• Instructions to follow
Quote the text on anonymous birth and baby drop-off word for word, everything from "A statement of" down to "an unchanged mode.".
___ Supplied passage ___
Ethical discussion in this area is hampered by the fact that it is quite impossible to determine with certainty how the mother, or parents would have acted it if they did not have the possibility of confidential or anonymous birth or the option of anonymous baby drop-off. Statistics show a drop in the number of newborn homicides in countries where these options were legalized. At the same time, however, these statistics indirectly indicate an increasing number of children growing up in difficult living conditions without parents, without a name and without knowledge of their origin. The German Council for Ethics (Ethikrat) with regard to several ethical and legal problems of this practice issued an opinion recommending the abolition of the possibility of anonymous birth and the anonymous baby drop-off.

A statement of the Catholic Church in Slovakia goes in quite an opposite direction. The Catholic Conference of Bishops in Slovakia objected to the recommendation of the UN Committee on the Rights of the Child in 2017 that parties of the Convention work towards a ban of anonymous baby drop-off facilities. Using its right to formulate and raise objections in the official governmental legislative process, the Conference of Bishops stated that “saving lives is a value that far surpasses other goods.” The competent state authority, which in this case was the Ministry of foreign affairs, did not accept this objection. However, the above-mentioned legal conditions for the functioning of anonymous baby drop-off facilities were not changed, and they continue functioning in an unchanged mode.
___ Dataset entries ___
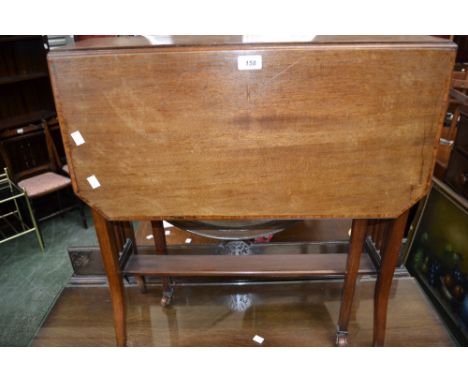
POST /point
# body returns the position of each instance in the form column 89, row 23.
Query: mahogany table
column 226, row 127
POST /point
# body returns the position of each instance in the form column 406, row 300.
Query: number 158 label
column 249, row 62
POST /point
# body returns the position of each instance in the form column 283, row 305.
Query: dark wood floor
column 288, row 314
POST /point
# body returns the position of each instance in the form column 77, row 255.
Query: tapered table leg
column 110, row 257
column 129, row 233
column 358, row 234
column 384, row 279
column 161, row 249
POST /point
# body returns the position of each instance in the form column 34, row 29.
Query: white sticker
column 92, row 180
column 167, row 224
column 258, row 339
column 77, row 137
column 249, row 62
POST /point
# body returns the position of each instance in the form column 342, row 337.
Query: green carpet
column 30, row 281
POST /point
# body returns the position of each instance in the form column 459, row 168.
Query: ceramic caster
column 165, row 301
column 167, row 298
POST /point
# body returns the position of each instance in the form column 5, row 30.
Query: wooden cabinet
column 457, row 171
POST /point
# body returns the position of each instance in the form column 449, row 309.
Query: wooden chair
column 31, row 161
column 458, row 97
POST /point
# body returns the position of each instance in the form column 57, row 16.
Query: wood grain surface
column 338, row 130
___
• Exercise answer
A statement of the Catholic Church in Slovakia goes in quite an opposite direction. The Catholic Conference of Bishops in Slovakia objected to the recommendation of the UN Committee on the Rights of the Child in 2017 that parties of the Convention work towards a ban of anonymous baby drop-off facilities. Using its right to formulate and raise objections in the official governmental legislative process, the Conference of Bishops stated that “saving lives is a value that far surpasses other goods.” The competent state authority, which in this case was the Ministry of foreign affairs, did not accept this objection. However, the above-mentioned legal conditions for the functioning of anonymous baby drop-off facilities were not changed, and they continue functioning in an unchanged mode.